◆ Your instructions: Copy every line of the material below, requests included, but multiply each coordinate in the answers by 2.35 and round the result to a whole number, with halves rounded up.

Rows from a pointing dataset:
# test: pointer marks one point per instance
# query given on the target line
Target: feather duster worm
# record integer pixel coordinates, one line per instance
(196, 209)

◆ Task solution:
# test: pointer marks one point per instance
# query given on the target line
Target: feather duster worm
# record integer pixel coordinates, one line per instance
(461, 491)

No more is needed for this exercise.